── Document extract

Markus Jürgenson (born 9 September 1987) is an Estonian professional footballer who last played as a right back for Estonian club FCI Levadia.

Club career

Tammeka
Jürgenson came through the youth system at Tammeka. He made his debut in the Meistriliiga on 16 March 2005, in a 2–2 home draw against Merkuur.

TVMK
In December 2006, Jürgenson signed a three-year contract with TVMK.

Flora
On 16 November 2008, Jürgenson signed with Flora. He won his first Meistriliiga title in the 2010 season. Jürgenson won two more league titles in 2011 and 2015. On 8 November 2016, Flora announced Jürgenson's contract would not be extended for the next season. During his eight seasons with the club, Jürgenson had become a fans' favourite, having won three Meistriliiga titles, four Estonian Cups and five Estonian Supercups, amassing a total of 328 appearances and scoring 56 goals, including 252 appearances and 37 goals in the Meistriliiga.

VPS
On 10 February 2017, Jürgenson signed with Finnish club VPS on a one-year contract, with option of another.

────
── Stored records

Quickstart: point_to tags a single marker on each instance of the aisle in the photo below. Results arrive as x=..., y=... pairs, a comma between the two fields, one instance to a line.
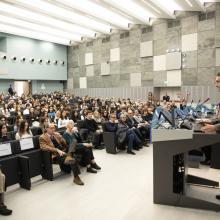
x=121, y=191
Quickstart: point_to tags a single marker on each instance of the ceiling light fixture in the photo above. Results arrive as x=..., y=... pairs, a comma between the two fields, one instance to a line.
x=32, y=34
x=38, y=28
x=98, y=11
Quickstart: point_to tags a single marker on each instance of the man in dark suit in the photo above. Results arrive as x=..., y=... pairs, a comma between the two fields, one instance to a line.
x=94, y=131
x=10, y=90
x=111, y=125
x=213, y=125
x=53, y=142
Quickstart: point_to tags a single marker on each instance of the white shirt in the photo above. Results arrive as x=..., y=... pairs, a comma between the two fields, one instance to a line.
x=26, y=135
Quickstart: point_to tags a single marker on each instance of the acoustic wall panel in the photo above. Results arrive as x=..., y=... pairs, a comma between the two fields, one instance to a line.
x=174, y=78
x=135, y=79
x=88, y=58
x=146, y=49
x=217, y=55
x=159, y=63
x=189, y=42
x=70, y=84
x=82, y=82
x=173, y=61
x=105, y=69
x=115, y=54
x=90, y=70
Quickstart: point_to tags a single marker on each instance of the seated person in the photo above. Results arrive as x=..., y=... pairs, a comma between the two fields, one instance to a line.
x=23, y=131
x=3, y=207
x=3, y=133
x=93, y=129
x=143, y=126
x=84, y=149
x=148, y=114
x=63, y=120
x=111, y=125
x=53, y=142
x=132, y=123
x=124, y=134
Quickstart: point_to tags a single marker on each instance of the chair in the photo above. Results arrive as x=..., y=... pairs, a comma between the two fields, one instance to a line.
x=109, y=139
x=36, y=131
x=10, y=128
x=15, y=169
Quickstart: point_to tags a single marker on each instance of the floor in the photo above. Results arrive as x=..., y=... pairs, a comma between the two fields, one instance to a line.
x=122, y=190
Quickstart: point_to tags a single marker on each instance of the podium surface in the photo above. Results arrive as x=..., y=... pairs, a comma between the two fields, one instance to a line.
x=165, y=149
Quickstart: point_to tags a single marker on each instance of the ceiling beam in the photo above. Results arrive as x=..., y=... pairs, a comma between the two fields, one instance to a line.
x=63, y=14
x=164, y=10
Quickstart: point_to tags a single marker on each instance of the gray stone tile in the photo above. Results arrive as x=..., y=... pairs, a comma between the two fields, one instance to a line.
x=190, y=60
x=189, y=77
x=206, y=25
x=147, y=76
x=189, y=25
x=206, y=39
x=206, y=58
x=159, y=47
x=160, y=31
x=159, y=78
x=173, y=40
x=206, y=76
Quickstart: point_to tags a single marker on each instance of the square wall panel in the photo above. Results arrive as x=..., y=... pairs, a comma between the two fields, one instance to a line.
x=146, y=49
x=135, y=79
x=174, y=78
x=115, y=54
x=217, y=55
x=159, y=63
x=88, y=58
x=173, y=61
x=189, y=42
x=90, y=70
x=105, y=69
x=82, y=82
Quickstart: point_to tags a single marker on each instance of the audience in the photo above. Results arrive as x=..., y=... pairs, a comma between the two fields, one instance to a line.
x=84, y=149
x=3, y=133
x=23, y=131
x=53, y=142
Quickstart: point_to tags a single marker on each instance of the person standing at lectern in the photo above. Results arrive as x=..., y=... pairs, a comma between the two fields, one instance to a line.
x=214, y=124
x=10, y=90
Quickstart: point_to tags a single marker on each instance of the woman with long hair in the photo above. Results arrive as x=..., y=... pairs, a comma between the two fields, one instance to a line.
x=62, y=122
x=23, y=131
x=3, y=133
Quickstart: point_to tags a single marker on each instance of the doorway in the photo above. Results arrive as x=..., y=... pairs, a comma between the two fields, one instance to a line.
x=22, y=87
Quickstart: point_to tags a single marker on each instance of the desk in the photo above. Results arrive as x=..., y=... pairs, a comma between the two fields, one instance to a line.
x=163, y=167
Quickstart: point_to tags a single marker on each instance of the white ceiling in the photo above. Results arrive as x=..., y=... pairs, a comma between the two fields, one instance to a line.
x=70, y=21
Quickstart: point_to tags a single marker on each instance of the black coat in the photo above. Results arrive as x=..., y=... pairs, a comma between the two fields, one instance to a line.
x=121, y=133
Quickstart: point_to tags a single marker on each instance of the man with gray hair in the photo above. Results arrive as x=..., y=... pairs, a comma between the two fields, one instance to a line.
x=53, y=142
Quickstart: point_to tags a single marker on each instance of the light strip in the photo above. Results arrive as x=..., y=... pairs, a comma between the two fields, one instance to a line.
x=32, y=16
x=132, y=9
x=70, y=16
x=151, y=6
x=32, y=34
x=171, y=6
x=39, y=28
x=189, y=3
x=98, y=11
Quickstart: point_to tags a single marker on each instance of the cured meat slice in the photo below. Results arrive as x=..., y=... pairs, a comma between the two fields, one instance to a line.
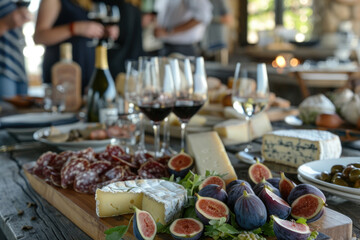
x=100, y=166
x=73, y=167
x=152, y=169
x=84, y=181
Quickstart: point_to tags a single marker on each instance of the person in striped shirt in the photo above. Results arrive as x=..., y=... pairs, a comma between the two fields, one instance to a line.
x=13, y=79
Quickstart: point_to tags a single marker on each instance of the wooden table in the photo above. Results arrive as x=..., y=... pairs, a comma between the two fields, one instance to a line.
x=21, y=206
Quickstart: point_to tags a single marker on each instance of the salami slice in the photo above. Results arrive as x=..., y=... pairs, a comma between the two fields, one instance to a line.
x=152, y=169
x=84, y=180
x=73, y=167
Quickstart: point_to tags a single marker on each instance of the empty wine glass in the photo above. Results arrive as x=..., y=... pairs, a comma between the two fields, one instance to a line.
x=131, y=80
x=191, y=90
x=97, y=13
x=156, y=94
x=250, y=94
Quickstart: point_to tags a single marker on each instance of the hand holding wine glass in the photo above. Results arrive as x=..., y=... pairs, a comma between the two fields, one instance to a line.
x=250, y=94
x=156, y=94
x=191, y=90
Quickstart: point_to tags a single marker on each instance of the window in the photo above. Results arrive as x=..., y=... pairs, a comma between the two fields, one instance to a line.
x=264, y=15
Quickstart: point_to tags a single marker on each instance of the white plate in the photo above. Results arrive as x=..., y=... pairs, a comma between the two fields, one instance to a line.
x=293, y=120
x=23, y=126
x=348, y=196
x=97, y=145
x=311, y=170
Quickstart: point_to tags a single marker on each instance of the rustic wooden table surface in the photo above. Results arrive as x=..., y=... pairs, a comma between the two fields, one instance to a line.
x=26, y=215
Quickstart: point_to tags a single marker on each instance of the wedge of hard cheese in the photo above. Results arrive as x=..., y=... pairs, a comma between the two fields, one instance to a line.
x=210, y=155
x=237, y=130
x=162, y=199
x=295, y=147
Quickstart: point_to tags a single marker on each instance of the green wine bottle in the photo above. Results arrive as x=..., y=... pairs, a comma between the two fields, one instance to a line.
x=101, y=98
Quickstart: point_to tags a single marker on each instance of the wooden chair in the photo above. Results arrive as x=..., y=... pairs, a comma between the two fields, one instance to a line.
x=322, y=79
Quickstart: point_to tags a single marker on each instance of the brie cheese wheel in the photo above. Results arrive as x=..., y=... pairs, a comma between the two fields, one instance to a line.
x=295, y=147
x=162, y=199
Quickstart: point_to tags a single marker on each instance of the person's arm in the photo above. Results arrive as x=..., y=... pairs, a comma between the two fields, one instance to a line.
x=162, y=32
x=46, y=34
x=14, y=19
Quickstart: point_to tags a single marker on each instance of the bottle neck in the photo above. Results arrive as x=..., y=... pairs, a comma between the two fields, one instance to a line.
x=101, y=61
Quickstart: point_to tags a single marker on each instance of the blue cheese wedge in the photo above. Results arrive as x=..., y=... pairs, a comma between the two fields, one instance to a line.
x=162, y=199
x=296, y=147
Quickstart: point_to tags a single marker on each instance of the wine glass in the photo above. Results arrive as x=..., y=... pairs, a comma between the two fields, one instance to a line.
x=191, y=90
x=22, y=3
x=250, y=94
x=112, y=18
x=97, y=13
x=133, y=71
x=156, y=94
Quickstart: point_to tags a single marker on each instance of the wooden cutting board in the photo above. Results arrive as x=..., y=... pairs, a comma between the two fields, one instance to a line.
x=80, y=209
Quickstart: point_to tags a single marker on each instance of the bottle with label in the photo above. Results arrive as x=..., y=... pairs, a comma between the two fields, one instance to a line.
x=66, y=81
x=101, y=99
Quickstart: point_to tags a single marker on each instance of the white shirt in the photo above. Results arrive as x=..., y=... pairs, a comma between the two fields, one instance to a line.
x=171, y=13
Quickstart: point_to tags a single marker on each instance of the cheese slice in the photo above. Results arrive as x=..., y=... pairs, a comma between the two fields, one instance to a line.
x=162, y=199
x=295, y=147
x=210, y=155
x=237, y=130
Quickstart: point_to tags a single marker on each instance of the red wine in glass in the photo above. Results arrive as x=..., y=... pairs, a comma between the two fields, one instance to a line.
x=22, y=3
x=156, y=112
x=186, y=109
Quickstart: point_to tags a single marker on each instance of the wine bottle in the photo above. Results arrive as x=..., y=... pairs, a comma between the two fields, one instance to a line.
x=101, y=98
x=66, y=81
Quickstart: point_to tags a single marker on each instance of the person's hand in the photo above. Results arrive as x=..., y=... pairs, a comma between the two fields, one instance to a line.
x=160, y=32
x=17, y=18
x=89, y=29
x=113, y=31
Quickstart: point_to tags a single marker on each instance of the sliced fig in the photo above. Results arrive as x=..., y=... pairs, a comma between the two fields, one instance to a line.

────

List of tasks:
• a. According to the Jürgenson biography, on what date did he sign with Flora?
• b. Reproduce verbatim the stretch of the Jürgenson biography beginning at the words "Club career" and ending after the words "draw against Merkuur.".
You won't need the lines for any of this.

Outputs for the tasks:
• a. 16 November 2008

• b.
Club career

Tammeka
Jürgenson came through the youth system at Tammeka. He made his debut in the Meistriliiga on 16 March 2005, in a 2–2 home draw against Merkuur.